(Given request) In the listing, revise the lines from the one containing "Object detection annotation — target class is man's" through the one containing "[0,633,960,664]", both included, replacing "stage floor" with "platform" and leaving everything else unchanged. Give only those revised lines.

(Input material)
☆ ☆ ☆ ☆ ☆

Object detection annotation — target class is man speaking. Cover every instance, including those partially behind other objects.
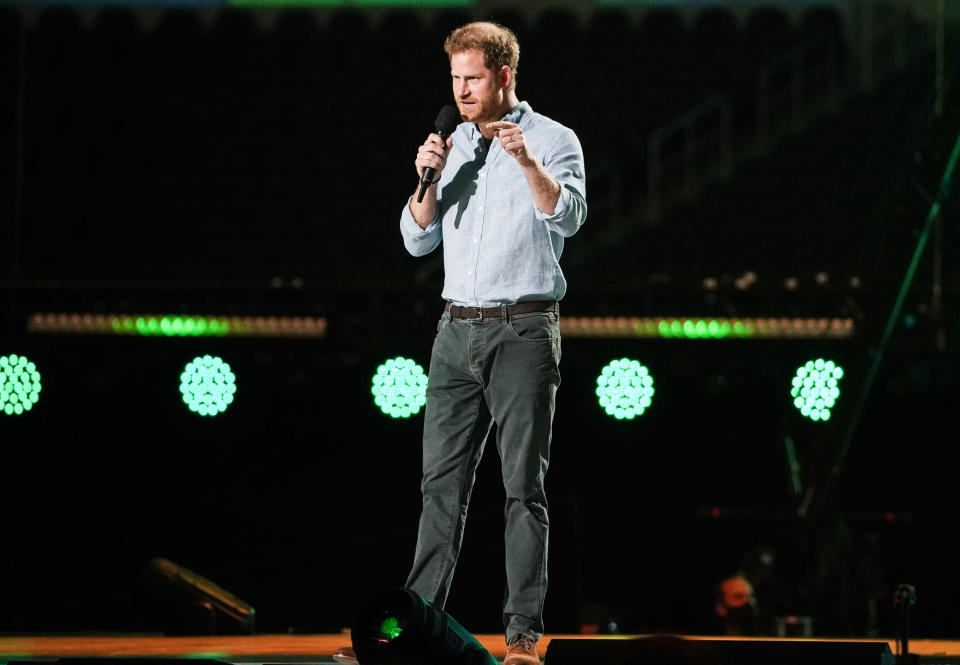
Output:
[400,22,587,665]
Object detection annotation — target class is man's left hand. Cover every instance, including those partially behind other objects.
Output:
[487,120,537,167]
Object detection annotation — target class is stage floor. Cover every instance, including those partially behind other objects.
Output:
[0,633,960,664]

☆ ☆ ☆ ☆ ☆

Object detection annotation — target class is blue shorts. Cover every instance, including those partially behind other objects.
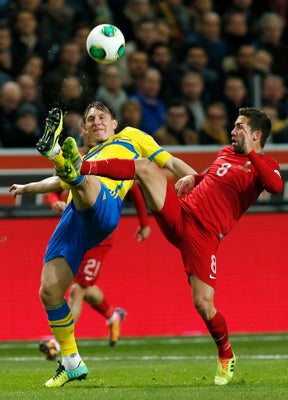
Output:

☆ ☆ ☆ ☆ ☆

(Worked solution)
Object detection annotation — target class is man's left hand. Cover every instance, including those partially behind other objects.
Output:
[487,120,537,167]
Object detection annotation — target class is platform. Cover every instance, including those partially behind other objects.
Output:
[0,633,960,664]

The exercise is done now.